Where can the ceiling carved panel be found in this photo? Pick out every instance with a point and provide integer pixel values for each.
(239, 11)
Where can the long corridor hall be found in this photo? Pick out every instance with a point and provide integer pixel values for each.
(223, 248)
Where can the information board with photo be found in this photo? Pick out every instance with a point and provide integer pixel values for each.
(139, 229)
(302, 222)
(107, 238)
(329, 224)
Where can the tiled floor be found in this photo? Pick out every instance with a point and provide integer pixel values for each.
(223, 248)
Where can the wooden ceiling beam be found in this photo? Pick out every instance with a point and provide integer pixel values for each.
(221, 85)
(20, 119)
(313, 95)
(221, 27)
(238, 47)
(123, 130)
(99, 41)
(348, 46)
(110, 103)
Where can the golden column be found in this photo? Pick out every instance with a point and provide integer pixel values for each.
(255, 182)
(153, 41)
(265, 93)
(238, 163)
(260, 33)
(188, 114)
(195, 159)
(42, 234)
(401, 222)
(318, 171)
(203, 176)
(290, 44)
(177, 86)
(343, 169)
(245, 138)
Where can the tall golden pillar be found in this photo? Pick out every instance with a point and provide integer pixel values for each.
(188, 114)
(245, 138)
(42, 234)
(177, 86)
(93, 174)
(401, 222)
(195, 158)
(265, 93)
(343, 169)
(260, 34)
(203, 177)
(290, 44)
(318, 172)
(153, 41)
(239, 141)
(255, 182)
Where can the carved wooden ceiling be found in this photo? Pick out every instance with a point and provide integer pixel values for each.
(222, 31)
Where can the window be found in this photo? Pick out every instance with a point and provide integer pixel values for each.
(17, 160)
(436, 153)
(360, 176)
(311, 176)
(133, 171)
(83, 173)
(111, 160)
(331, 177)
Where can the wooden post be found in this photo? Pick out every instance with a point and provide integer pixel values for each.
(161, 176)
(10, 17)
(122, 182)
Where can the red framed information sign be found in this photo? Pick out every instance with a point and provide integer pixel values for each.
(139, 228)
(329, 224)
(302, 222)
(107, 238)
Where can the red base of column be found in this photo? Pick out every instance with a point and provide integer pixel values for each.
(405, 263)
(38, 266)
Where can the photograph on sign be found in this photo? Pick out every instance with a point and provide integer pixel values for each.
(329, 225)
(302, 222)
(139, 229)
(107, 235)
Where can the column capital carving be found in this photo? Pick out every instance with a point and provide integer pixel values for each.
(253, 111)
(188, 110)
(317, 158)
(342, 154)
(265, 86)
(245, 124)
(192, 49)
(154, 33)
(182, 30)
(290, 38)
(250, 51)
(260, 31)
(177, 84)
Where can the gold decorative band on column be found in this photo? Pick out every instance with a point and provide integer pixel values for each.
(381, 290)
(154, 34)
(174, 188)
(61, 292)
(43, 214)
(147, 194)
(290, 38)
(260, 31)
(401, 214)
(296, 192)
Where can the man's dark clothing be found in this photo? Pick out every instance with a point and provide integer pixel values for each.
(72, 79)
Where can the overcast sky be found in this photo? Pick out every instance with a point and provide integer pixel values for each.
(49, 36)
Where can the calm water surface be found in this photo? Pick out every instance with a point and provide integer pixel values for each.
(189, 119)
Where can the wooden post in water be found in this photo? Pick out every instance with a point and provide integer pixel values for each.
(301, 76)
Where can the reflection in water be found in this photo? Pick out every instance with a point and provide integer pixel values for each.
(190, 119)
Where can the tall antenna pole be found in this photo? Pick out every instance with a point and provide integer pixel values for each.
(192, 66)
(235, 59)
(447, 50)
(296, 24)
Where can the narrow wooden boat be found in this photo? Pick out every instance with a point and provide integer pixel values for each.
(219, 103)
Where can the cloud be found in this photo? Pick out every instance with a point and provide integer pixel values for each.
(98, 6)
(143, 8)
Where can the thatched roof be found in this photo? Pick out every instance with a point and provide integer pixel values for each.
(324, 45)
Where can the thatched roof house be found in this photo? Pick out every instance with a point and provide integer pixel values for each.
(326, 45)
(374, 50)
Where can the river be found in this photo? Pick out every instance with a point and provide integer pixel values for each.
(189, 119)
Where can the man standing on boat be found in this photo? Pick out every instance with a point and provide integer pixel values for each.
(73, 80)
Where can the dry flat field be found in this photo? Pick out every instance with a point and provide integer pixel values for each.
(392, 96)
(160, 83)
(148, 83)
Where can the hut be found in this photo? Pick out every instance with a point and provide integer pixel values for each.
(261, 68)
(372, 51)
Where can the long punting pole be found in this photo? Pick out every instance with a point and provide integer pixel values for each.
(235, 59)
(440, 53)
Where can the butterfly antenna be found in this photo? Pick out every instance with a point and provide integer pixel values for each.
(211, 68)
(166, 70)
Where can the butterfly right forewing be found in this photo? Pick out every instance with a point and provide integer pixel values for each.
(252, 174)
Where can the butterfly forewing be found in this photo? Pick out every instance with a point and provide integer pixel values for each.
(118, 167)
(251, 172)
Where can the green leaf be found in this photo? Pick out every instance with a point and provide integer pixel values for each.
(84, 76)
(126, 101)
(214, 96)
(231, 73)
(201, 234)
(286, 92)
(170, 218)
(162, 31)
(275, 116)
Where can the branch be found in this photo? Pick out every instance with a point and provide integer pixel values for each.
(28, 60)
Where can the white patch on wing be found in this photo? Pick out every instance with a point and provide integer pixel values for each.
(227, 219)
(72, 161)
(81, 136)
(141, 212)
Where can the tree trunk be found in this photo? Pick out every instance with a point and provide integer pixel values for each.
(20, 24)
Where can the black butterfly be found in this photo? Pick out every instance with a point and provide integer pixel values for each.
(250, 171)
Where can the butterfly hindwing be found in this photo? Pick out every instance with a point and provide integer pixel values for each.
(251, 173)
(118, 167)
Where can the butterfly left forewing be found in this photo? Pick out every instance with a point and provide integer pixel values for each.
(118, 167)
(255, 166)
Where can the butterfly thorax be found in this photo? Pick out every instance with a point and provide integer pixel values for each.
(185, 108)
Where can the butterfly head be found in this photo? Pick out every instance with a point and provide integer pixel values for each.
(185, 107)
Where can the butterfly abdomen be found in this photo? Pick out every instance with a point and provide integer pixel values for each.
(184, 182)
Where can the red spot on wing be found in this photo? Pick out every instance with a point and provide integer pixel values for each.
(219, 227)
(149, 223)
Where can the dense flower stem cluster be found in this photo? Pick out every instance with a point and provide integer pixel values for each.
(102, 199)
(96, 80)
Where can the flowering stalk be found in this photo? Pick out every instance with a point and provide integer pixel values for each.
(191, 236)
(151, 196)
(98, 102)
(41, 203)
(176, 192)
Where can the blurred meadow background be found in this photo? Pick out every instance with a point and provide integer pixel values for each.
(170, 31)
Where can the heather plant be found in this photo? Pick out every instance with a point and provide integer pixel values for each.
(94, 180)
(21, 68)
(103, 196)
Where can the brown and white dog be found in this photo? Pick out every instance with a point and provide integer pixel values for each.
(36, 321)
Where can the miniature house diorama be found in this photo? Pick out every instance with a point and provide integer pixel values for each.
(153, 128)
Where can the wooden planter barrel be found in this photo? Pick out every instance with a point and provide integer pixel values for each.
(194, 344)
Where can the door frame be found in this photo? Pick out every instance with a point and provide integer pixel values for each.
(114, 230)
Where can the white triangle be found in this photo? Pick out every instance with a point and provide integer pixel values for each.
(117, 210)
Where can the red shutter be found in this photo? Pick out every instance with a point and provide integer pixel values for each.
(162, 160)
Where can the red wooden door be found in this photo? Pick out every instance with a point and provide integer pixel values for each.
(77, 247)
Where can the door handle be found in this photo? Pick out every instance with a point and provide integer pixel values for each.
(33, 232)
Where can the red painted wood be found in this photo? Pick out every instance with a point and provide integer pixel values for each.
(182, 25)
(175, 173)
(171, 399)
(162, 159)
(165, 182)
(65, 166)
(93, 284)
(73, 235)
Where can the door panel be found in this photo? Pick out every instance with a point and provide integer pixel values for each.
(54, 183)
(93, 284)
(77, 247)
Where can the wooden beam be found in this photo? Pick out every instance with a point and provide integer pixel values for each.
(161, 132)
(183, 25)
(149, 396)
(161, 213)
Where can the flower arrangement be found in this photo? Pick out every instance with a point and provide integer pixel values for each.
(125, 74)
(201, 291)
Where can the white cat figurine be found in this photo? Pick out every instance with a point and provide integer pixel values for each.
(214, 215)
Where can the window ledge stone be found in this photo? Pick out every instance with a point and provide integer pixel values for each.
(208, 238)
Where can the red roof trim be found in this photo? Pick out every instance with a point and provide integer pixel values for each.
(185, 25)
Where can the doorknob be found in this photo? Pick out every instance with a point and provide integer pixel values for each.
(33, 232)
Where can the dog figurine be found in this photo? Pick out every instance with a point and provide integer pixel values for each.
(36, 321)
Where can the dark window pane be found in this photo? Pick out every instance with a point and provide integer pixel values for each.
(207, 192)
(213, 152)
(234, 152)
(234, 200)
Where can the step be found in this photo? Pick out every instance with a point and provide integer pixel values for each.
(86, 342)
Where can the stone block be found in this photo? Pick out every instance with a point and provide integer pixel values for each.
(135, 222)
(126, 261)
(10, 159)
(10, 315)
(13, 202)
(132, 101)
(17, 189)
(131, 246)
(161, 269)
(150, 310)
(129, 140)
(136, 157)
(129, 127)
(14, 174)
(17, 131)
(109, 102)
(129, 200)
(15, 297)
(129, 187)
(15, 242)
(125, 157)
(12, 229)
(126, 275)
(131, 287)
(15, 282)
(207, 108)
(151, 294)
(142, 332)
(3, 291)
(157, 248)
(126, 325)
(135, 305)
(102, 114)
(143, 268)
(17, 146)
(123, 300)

* **Exercise directions**
Print the line containing "Where can the dog" and every line after it to the end of the records above, exactly as written, and nothing else.

* **Exercise answer**
Where can the dog figurine be found in this photo? Pick out every instance with a point and provide integer pixel values for each.
(36, 321)
Where can the dark window pane be found in this photo? Pick out every instance with a point and provide integer pixel values for each.
(207, 192)
(213, 152)
(234, 152)
(234, 200)
Where can the step be found in this photo? Pick out every instance with a point and provide integer pixel values for each.
(86, 342)
Where can the stone block be found in this photo? Pick out every instance with a point and provide integer pixel values for each.
(135, 222)
(126, 261)
(10, 159)
(10, 315)
(13, 202)
(132, 101)
(17, 189)
(131, 246)
(161, 269)
(150, 310)
(129, 140)
(136, 157)
(129, 127)
(14, 174)
(17, 131)
(109, 102)
(129, 200)
(15, 297)
(129, 187)
(15, 242)
(125, 157)
(12, 229)
(126, 275)
(131, 287)
(15, 282)
(207, 108)
(151, 294)
(142, 332)
(3, 291)
(157, 248)
(126, 325)
(135, 305)
(102, 114)
(143, 268)
(17, 146)
(123, 300)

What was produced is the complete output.